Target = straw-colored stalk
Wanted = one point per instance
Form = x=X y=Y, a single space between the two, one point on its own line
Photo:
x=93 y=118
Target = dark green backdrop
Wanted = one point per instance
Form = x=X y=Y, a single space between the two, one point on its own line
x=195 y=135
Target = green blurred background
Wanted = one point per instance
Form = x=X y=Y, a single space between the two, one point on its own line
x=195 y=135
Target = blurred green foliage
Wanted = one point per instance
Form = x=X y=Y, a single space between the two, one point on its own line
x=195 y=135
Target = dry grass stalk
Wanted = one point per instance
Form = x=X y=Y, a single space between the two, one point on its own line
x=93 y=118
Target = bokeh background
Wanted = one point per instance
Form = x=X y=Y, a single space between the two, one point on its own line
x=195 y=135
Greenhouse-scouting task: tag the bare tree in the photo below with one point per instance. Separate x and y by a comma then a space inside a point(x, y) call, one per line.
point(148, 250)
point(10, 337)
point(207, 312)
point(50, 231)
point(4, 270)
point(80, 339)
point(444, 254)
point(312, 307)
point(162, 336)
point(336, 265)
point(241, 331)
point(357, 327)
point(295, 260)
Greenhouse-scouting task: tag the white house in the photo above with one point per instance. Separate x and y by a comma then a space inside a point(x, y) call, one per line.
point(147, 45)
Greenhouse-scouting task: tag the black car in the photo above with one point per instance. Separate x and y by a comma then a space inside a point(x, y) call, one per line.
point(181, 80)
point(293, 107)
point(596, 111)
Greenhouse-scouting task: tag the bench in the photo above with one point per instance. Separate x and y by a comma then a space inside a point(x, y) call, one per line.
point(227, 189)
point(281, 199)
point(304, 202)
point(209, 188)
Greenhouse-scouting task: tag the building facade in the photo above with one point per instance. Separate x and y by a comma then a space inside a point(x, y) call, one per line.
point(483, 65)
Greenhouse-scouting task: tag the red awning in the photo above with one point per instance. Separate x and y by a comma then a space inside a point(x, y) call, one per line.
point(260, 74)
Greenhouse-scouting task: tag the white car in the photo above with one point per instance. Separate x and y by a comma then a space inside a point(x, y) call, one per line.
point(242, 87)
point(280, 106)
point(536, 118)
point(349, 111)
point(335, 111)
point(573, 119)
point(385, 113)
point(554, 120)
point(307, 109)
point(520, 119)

|---|

### What this task involves
Render every item above as a two-column CSV with the headers item_text and answer, one row per item. Put each item's text and its answer in their own quoted field, replacing line breaks with spaces.

### Solution to this task
item_text,answer
"Target = straw-colored stalk Wanted = one point per instance Form = x=X y=Y, a single space between the two, one point on its own line Photo:","x=93 y=118"
"Target = dark green backdrop Wanted = one point per instance Form = x=X y=Y, a single space between the two, one point on its own line","x=195 y=135"
"Target = green blurred background Wanted = one point per instance Form = x=X y=Y, a single space between the two, one point on its own line","x=195 y=135"
"Target = blurred green foliage Wanted = one point per instance Form = x=X y=Y, a single space between the two, one point on its own line","x=195 y=135"
"Target = dry grass stalk Wanted = one point per instance Form = x=X y=Y, a single space between the two, one point on its own line","x=93 y=118"
"Target = bokeh background Wanted = one point per instance Form = x=X y=Y, a single space between the two, one point on its own line","x=195 y=135"
"Greenhouse-scouting task: tag the bare tree in the photo below with one point per instance. Separate x and y by a comma then a space inside a point(x, y) call, one per line.","point(148, 250) point(10, 337) point(207, 312) point(50, 231) point(4, 270) point(80, 339) point(444, 254) point(312, 307) point(162, 336) point(336, 265) point(241, 331) point(357, 327) point(295, 260)"
"Greenhouse-scouting task: tag the white house in the photo above with one point per instance. Separate x and y by a comma then a space inside a point(x, y) call, one per line.","point(147, 45)"
"Greenhouse-scouting task: tag the black car in the photo above with one point per instance. Separate x and y by a comma then a space inside a point(x, y) call, one per line.","point(181, 80) point(293, 107) point(596, 111)"
"Greenhouse-scouting task: tag the bench in the photo above with one point per instance. Separate x and y by a comma then a space inside a point(x, y) call, one per line.","point(227, 189) point(281, 199) point(304, 202) point(209, 188)"
"Greenhouse-scouting task: tag the building facade in the photo above with one point per instance. Separate x and y by a comma then a space inside a point(x, y) call, one per line.","point(483, 65)"
"Greenhouse-scouting task: tag the red awning in the photo above with one point per instance. Separate x and y by a comma then a space inside a point(x, y) call, one per line.","point(260, 74)"
"Greenhouse-scouting task: tag the white car in the photo above with one point per instance. Separate x and y by a comma then a space inside a point(x, y) call, one per line.","point(242, 87) point(280, 106) point(536, 118) point(349, 111) point(335, 111) point(573, 119) point(385, 113) point(554, 120) point(307, 109) point(520, 119)"